Referring expression pointing data:
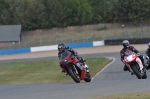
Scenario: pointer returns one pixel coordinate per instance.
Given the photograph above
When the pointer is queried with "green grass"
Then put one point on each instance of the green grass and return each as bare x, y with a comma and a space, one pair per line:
138, 95
42, 71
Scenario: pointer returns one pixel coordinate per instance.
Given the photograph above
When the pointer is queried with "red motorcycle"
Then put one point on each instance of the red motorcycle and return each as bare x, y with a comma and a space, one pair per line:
133, 62
68, 63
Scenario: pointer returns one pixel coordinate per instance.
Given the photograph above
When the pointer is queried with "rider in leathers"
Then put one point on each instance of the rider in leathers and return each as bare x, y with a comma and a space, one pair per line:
126, 46
62, 47
148, 54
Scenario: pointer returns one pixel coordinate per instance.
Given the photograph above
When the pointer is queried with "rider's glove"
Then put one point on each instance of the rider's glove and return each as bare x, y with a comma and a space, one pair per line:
138, 54
63, 71
123, 61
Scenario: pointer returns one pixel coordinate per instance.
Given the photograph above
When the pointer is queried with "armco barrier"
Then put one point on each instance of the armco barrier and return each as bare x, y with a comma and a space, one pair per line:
52, 47
132, 41
14, 51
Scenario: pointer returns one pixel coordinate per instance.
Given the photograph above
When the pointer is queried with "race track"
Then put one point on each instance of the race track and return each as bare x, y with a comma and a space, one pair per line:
111, 81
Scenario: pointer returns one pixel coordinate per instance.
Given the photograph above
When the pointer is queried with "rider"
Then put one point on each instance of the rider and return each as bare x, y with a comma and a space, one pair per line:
62, 47
148, 54
126, 46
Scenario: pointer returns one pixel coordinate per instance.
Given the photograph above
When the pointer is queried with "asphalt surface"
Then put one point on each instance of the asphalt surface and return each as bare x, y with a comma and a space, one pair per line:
111, 81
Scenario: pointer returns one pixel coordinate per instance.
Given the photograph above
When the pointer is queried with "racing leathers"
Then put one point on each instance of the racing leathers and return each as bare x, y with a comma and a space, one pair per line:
81, 60
122, 54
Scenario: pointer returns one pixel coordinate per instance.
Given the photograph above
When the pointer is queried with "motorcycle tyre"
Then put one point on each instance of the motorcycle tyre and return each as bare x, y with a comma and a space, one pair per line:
88, 77
136, 72
73, 75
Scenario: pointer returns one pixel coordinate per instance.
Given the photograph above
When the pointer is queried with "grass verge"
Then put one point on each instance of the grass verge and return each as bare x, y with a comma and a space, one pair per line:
42, 71
138, 95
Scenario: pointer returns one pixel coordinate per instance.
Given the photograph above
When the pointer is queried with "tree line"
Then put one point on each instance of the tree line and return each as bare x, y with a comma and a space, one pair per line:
46, 14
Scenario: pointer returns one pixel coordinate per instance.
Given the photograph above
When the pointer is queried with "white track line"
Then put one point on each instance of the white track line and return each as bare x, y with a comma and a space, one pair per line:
105, 67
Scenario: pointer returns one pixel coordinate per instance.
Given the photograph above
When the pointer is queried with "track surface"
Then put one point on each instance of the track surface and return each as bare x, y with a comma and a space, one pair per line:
111, 81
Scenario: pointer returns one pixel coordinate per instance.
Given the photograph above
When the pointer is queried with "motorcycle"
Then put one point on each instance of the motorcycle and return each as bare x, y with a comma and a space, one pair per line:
133, 62
68, 63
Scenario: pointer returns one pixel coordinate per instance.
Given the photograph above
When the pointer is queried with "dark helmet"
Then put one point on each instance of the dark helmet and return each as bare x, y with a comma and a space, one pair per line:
125, 43
61, 47
149, 44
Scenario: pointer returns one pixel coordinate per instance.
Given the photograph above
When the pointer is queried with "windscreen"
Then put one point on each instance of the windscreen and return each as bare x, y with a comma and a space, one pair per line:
66, 54
128, 52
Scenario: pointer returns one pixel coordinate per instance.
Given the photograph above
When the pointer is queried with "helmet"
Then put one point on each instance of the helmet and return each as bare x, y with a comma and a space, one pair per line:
149, 44
125, 43
61, 47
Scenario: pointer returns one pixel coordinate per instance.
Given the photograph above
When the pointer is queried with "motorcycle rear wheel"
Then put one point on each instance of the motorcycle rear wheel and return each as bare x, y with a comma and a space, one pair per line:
136, 71
74, 76
88, 77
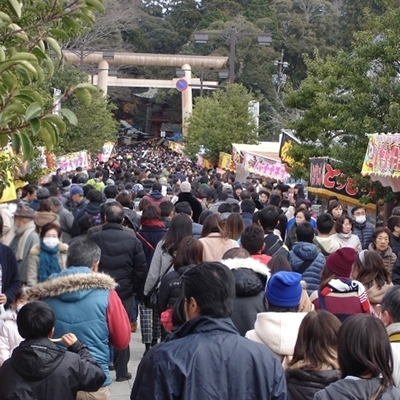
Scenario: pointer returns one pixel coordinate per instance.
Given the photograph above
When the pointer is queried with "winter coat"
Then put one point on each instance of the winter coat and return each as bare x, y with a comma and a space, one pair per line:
215, 246
86, 304
274, 246
159, 265
66, 220
194, 204
291, 238
208, 359
357, 389
91, 209
170, 290
247, 218
122, 257
394, 329
364, 232
250, 279
375, 295
347, 240
34, 259
10, 282
9, 336
39, 370
153, 235
196, 230
303, 384
326, 245
278, 331
305, 252
156, 198
388, 257
31, 240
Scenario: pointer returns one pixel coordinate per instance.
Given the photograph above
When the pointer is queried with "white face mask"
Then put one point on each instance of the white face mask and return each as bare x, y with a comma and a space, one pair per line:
361, 219
51, 242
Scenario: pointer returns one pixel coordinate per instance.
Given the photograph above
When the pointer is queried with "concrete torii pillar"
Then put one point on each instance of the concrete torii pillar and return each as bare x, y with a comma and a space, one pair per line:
102, 81
187, 98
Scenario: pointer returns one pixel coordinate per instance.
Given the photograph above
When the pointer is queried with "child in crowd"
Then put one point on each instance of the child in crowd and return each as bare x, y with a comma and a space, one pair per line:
9, 336
38, 369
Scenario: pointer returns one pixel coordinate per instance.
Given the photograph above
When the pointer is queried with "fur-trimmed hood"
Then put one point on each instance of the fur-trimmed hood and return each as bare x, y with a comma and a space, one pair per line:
250, 276
62, 248
71, 284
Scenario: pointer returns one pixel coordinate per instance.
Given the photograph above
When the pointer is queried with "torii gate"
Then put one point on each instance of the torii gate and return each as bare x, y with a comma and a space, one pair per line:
105, 59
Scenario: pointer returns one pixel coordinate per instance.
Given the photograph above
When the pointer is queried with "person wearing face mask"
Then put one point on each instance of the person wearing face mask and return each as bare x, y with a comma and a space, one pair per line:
47, 258
361, 228
9, 335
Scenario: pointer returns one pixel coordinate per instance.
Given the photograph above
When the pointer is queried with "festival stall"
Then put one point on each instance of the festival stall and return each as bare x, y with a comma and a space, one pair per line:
326, 180
382, 160
260, 159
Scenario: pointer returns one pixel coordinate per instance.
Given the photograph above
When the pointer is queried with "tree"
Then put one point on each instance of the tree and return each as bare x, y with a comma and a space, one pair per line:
346, 96
220, 120
27, 33
96, 123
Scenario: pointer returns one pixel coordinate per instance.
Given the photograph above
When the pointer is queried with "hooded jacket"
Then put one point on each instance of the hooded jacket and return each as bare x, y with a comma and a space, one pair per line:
388, 257
86, 304
9, 336
39, 370
122, 257
307, 252
250, 279
303, 384
364, 232
278, 331
208, 359
357, 389
155, 198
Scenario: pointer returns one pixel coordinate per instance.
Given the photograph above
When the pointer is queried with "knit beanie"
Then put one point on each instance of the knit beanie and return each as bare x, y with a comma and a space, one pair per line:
284, 289
341, 261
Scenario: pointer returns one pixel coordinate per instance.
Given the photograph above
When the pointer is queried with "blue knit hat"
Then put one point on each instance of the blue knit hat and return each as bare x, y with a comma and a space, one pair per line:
284, 289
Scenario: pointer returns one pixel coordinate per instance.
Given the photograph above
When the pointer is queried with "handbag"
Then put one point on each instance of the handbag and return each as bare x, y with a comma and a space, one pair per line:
151, 299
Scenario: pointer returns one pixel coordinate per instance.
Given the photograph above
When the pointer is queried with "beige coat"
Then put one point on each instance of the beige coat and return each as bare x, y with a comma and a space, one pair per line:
33, 262
215, 246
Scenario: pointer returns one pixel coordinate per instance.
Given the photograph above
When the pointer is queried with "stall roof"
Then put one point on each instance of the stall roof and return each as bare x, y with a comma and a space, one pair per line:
269, 150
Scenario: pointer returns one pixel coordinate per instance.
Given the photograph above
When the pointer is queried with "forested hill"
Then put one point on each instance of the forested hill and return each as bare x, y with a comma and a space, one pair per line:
298, 27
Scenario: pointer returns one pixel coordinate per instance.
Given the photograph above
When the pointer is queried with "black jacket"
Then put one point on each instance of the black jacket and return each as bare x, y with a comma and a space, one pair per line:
39, 370
302, 385
10, 282
194, 203
360, 389
122, 257
207, 359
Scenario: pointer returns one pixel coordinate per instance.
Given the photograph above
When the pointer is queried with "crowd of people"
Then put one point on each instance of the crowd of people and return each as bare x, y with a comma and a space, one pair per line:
240, 291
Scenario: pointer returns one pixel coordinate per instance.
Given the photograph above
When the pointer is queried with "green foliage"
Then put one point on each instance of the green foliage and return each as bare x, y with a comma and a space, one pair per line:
346, 96
220, 120
95, 123
27, 32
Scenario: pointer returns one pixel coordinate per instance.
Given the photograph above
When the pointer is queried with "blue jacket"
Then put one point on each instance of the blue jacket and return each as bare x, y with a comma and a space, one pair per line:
208, 359
82, 311
364, 232
304, 251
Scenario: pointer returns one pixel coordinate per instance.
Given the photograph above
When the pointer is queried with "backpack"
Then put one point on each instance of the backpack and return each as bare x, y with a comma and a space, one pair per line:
96, 218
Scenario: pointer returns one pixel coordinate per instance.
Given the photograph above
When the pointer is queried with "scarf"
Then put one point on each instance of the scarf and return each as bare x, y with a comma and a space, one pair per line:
24, 231
153, 222
48, 262
346, 286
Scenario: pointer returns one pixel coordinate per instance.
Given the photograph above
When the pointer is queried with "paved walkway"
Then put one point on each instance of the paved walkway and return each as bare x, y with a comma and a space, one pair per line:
122, 390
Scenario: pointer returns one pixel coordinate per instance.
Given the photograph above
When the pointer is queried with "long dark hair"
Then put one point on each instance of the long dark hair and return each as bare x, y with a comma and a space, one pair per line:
364, 348
372, 269
180, 227
190, 251
316, 344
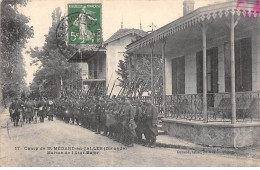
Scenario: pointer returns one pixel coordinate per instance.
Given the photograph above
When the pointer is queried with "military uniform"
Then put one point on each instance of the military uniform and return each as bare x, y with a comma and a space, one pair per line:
128, 124
139, 119
151, 121
16, 106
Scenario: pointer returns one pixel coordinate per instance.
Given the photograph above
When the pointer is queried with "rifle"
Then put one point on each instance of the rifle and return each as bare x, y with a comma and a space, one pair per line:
112, 89
109, 81
123, 88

Required action:
Every line from the one with "Then put one point on each instance of the rifle" to the end of the records above should be returned exactly, and no other lines.

Task output:
Then put one point on each instance of the rifle and return each as bare x, y with a comma and a space, one pair per line:
112, 89
109, 81
123, 88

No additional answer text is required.